== Problems ==
(a) Copy the passage on modular network topologies word for word, starting at "Highly clustered non-regular" and ending at "of activation functions.".
(b) Carry on the passage about modular network topologies from its last sentence.

[Start Excerpted passage]

The modularity can be used to lower the number of parameters that need to be optimized and also have a good generalization capability. Figure 1 shows a Highly-Clustered Non-Regular module (HCNR). In this kind of topology, we have dense within-module connections and the connectivity between different modules is sparse. The connections are non-regular which means the topology cannot be explained by a template containing repeating structures.

Fig. 1

Highly clustered non-regular (HCNR)

Figure 2 shows a multi-architectural topology. This kind of topology is composed of some full network architectures which are integrated using a simple algorithm at the end. Each module has its separate output and different architectures could be homogeneous or heterogeneous. The difference between modules could be limited to an implementation scheme or only the type of activation functions.

[End Excerpted passage]
[Start Record excerpts]

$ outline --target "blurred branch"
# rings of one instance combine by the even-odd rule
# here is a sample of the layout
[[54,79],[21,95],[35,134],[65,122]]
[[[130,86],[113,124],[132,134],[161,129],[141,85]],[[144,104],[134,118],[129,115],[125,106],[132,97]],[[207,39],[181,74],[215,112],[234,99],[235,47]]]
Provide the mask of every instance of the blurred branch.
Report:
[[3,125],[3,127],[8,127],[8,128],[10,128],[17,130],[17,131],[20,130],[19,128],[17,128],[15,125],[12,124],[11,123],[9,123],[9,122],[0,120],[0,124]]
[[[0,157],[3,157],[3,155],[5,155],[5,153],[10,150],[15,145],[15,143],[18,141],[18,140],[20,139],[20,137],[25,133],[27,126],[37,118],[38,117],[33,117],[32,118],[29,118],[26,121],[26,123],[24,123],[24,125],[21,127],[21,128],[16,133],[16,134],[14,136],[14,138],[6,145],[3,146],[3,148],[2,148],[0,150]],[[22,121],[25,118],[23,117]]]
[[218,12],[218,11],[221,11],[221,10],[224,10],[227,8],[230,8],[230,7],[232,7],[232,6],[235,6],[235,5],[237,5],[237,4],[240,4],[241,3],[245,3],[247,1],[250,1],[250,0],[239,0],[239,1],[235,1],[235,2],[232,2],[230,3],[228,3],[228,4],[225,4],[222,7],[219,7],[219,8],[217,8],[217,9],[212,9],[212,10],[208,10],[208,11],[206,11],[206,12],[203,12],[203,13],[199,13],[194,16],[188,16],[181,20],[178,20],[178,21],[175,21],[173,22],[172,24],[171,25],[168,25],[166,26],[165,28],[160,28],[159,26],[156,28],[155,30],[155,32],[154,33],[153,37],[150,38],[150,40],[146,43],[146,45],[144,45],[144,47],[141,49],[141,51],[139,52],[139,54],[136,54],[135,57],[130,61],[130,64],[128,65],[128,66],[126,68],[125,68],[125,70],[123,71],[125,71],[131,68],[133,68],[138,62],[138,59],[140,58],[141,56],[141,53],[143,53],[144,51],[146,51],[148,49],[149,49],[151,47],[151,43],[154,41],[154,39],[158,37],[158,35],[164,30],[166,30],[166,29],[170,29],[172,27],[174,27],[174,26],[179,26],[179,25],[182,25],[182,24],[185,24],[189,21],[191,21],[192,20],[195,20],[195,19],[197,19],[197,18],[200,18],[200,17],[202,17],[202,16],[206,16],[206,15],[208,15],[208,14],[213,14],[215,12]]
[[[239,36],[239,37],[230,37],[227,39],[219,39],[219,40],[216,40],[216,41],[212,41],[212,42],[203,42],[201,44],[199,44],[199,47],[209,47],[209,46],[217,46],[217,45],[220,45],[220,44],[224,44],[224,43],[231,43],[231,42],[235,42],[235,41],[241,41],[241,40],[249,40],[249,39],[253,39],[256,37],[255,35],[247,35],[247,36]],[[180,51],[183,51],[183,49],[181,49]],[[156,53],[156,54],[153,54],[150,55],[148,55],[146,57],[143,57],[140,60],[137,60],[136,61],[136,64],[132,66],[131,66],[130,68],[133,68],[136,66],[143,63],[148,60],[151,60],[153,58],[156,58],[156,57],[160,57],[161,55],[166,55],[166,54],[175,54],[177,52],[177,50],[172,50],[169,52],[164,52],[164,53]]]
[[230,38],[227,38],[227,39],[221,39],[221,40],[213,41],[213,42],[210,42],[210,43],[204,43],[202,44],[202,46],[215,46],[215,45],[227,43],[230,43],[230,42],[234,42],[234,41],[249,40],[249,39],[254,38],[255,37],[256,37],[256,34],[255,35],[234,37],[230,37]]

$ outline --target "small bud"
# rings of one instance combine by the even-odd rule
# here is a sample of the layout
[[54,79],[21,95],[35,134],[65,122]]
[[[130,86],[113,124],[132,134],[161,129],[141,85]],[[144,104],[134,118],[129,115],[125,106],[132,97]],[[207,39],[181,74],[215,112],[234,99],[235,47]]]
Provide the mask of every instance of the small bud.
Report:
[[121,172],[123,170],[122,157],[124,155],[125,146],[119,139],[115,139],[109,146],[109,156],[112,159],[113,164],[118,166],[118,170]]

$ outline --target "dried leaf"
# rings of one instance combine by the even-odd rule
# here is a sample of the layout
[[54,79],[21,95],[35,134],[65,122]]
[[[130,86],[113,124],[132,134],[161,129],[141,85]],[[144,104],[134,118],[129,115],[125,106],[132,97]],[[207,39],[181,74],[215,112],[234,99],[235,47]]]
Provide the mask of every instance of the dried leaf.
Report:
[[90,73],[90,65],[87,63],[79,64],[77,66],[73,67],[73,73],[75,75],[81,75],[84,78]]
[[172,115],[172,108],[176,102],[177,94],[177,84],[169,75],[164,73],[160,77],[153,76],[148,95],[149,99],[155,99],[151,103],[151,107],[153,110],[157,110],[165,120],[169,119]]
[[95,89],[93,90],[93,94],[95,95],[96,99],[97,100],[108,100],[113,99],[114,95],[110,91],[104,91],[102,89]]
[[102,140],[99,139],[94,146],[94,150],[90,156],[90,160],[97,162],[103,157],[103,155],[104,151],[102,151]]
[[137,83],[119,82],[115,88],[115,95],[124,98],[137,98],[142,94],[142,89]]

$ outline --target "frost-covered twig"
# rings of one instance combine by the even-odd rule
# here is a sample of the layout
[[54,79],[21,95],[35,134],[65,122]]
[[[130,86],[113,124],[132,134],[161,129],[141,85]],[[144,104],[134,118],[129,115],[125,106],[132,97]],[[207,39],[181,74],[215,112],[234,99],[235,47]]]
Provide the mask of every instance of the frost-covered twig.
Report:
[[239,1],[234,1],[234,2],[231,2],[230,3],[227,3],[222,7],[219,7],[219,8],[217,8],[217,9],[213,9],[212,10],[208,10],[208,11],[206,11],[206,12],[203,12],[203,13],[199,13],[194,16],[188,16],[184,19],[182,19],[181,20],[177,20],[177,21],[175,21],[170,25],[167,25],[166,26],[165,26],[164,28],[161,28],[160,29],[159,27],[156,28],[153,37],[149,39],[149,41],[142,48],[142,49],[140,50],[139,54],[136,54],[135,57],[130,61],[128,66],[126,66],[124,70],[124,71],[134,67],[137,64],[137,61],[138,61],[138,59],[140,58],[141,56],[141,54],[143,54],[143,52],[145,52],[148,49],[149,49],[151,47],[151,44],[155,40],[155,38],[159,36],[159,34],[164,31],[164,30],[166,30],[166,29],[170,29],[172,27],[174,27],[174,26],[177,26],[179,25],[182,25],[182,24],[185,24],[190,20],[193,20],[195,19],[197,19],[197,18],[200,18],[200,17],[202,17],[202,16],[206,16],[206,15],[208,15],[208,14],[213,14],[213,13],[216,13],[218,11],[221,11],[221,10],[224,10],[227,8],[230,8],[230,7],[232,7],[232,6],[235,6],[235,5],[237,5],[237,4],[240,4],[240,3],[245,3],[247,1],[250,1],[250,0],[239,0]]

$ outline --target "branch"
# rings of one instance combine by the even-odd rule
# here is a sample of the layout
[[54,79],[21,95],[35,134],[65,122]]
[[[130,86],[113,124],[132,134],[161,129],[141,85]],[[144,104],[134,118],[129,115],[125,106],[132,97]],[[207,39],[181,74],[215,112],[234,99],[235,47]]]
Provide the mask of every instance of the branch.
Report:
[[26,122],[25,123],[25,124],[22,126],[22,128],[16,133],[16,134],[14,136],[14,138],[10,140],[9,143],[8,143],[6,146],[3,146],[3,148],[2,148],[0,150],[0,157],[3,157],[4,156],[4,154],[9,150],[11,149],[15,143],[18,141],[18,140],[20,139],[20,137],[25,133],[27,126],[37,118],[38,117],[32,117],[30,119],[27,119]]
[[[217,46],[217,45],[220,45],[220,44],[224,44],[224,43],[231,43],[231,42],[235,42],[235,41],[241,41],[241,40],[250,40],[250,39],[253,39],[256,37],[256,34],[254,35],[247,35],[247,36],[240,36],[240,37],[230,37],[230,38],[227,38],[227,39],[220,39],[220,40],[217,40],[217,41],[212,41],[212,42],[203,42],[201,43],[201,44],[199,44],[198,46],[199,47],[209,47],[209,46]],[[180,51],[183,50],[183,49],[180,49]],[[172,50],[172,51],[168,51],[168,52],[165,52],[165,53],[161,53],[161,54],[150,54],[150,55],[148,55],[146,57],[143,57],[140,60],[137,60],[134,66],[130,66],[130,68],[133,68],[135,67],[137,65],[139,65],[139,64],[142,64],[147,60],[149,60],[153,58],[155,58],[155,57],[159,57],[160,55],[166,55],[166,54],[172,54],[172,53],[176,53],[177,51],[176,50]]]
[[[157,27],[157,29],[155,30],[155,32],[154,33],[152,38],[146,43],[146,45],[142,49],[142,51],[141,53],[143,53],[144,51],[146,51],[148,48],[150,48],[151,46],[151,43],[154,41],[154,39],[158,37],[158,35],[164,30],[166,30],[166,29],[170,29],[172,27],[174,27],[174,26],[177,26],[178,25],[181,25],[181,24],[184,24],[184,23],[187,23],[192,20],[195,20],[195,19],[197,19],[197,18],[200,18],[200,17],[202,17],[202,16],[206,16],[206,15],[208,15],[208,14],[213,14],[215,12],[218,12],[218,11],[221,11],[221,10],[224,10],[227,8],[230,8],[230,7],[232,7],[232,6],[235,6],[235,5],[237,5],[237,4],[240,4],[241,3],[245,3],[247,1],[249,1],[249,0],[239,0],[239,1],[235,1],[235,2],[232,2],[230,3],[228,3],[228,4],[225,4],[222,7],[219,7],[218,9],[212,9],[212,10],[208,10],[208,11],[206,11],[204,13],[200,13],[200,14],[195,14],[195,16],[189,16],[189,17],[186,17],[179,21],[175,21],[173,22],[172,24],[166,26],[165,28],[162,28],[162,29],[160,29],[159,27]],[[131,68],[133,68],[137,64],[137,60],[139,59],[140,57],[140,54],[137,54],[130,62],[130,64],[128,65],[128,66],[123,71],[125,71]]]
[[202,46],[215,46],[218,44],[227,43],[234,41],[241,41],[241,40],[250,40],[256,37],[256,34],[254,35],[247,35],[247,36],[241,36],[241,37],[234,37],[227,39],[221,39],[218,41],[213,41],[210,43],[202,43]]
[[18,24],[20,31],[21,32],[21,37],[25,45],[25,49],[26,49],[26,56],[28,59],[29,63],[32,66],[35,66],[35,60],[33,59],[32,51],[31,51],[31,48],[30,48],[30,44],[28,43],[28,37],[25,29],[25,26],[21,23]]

[End Record excerpts]

== Responses by task ==
(a)
Highly clustered non-regular (HCNR)

Figure 2 shows a multi-architectural topology. This kind of topology is composed of some full network architectures which are integrated using a simple algorithm at the end. Each module has its separate output and different architectures could be homogeneous or heterogeneous. The difference between modules could be limited to an implementation scheme or only the type of activation functions.

(b)
Fig. 2

Multi-architectural topology

Figure 3 shows the repeated block topologies. In this type of topologies, modular neural networks are structured from repeated blocks connected in a certain way. The blocks can have slight differences but the general blueprint is the same. Figure 3a shows a multi-path topology which is neural networks with semi-independent subnetworks that connect the inputs to outputs. These networks are inspired by the microcircuitry of the retina. Figure 3b shows a modular node topology which is a traditional feedforward neural network but each node is replaced by a module with multiple neurons. This topology has the advantage of replacing a single activation function that depends on only one weight vector, with a collection of functions depending on multiple vectors. Figure 3c depicts a sequential topology. In sequential topology, similar modules are connected in series. The idea of this topology is the same as increasing hidden layers in neural networks and building deep neural networks. Figure 3d demonstrates a recursive network with nested levels of modules. Each module is defined by the earlier module in the recursion. These networks can be specifically targeted for recursive problems.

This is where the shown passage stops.